:: Text block ::
'''
出版情報: Proc. of the The International Symposium on System-On-Chip (SOCO4), pp.61-67, 2004-11. IEEE バージョン:

権利関係:

# A Low-Power I-Cache Design with Tag-Comparison Reuse

Koji Inoue, Hidekazu Tanaka, Vasily G. Moshnyaga Dept. of Elec. Eng. and Computer Science Fukuoka University 8-19-1 Nanakuma, Jonan-ku, Fukuoka 814-0180 JAPAN {inoue, vasily}@tl.fukuoka-u.ac.jp

Kazuaki Murakami
Dept. of Informatics
Kyushu University
6-1 Kasuga-Koen, Kasuga,
Fukuoka 816-8580 JAPAN
murakami@i.kyushu-u.ac.jp

#### **Abstract**

This paper reports design and evaluation results of a low-energy I-cache architecture, called history-based tag-comparison (HBTC) cache. The HBTC cache attempts to re-use tag-comparison results to detect and eliminate unnecessary memory-array activations. We have performed cycle accurate simulations, and have designed an SRAM core based on a 0.18 µm CMOS technology. As a result, it has been observed that the HBTC approach can achieve 60% of energy reduction, with only 0.3% performance degradation, compared to a conventional cache. Furthermore, we have also evaluated the potential of the HBTC cache by combining with other low-energy techniques.

#### 1. Introduction

On-chip caches are indispensable to design high-performance, low-energy SOCs. This is because confining memory references in on-chip eliminates not only the access latency to the off-chip memory but also the energy consumed for driving external I/O pins. However, with the increase in the cache size, its energy consumption has been becoming significant. Instruction caches (or I-caches) particularly affect total energy consumption due to their high access frequency. For instance, ARM920T microprocessor dissipates 25% of its total power in the I-cache [9].

In conventional set-associative caches, or SA caches, all the ways are activated in parallel at every cache look-up. This behavior dissipates large amount of energy unnecessarily because at most only one way can include the target instruction. In order to solve the energy issue, we have proposed a low-energy set-associative instruction cache called history-based tag-comparison cache (HBTC cache)[2]. The HBTC cache attempts to re-use previously generated tag-comparison results in order to activate selectively only the

hit-way which includes the target instruction. In the previous work, we have done a primary evaluation by using an energy model assuming  $0.8~\mu m$  old CMOS technology [4][5]. In this paper, the energy/performance efficiency of the HBTC cache is discussed based on the results from cycle-accurate simulations and a  $0.18~\mu m$  CMOS custom design. Moreover, we compare the HBTC cache with previously proposed low-energy approaches, and evaluate its potential by combining with other techniques.

The rest of this paper is organized as follows: Section 2 presents briefly the organization and operation of the HBTC cache, and Section 3 evaluates its energy/performance efficiency. In Section 4, we conclude this paper.
'''
Stored data entries
'''
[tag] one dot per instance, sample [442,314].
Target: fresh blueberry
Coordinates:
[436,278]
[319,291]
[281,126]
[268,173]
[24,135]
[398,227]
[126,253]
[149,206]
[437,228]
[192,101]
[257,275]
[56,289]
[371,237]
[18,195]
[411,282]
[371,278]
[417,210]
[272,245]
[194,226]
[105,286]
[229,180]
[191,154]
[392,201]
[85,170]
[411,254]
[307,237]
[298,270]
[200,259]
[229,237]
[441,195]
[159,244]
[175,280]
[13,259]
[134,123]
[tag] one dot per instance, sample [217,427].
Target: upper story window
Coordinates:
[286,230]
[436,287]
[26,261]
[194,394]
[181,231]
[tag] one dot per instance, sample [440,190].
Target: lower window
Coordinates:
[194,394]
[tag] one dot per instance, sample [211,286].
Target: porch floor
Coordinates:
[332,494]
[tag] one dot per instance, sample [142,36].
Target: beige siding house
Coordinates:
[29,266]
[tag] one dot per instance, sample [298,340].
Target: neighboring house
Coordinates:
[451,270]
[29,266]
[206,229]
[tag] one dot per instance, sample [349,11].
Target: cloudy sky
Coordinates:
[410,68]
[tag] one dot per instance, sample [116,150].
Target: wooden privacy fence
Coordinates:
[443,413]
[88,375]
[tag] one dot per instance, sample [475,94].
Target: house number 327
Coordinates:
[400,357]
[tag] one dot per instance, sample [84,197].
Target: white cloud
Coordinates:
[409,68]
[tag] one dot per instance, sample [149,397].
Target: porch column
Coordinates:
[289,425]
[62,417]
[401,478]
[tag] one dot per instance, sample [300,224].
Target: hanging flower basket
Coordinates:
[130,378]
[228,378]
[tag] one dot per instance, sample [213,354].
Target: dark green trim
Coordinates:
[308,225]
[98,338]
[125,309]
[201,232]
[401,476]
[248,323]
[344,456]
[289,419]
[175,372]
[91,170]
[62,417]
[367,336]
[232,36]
'''
:: What to work on ::
1. In the excerpt on the low-power instruction cache, why do conventional set-associative caches waste energy? Answer in one to three sentences.
2. From the stored data entries, duplicate the lines starting with the line that contains "[tag] one dot per instance, sample [116,150]." and going on through the final line of the entries.

:: Per-task outputs ::
1. At every cache look-up, a conventional set-associative cache activates all of its ways in parallel, even though at most one way can include the target instruction. Activating the other ways therefore dissipates a large amount of energy unnecessarily.

2.
[tag] one dot per instance, sample [116,150].
Target: wooden privacy fence
Coordinates:
[443,413]
[88,375]
[tag] one dot per instance, sample [475,94].
Target: house number 327
Coordinates:
[400,357]
[tag] one dot per instance, sample [84,197].
Target: white cloud
Coordinates:
[409,68]
[tag] one dot per instance, sample [149,397].
Target: porch column
Coordinates:
[289,425]
[62,417]
[401,478]
[tag] one dot per instance, sample [300,224].
Target: hanging flower basket
Coordinates:
[130,378]
[228,378]
[tag] one dot per instance, sample [213,354].
Target: dark green trim
Coordinates:
[308,225]
[98,338]
[125,309]
[201,232]
[401,476]
[248,323]
[344,456]
[289,419]
[175,372]
[91,170]
[62,417]
[367,336]
[232,36]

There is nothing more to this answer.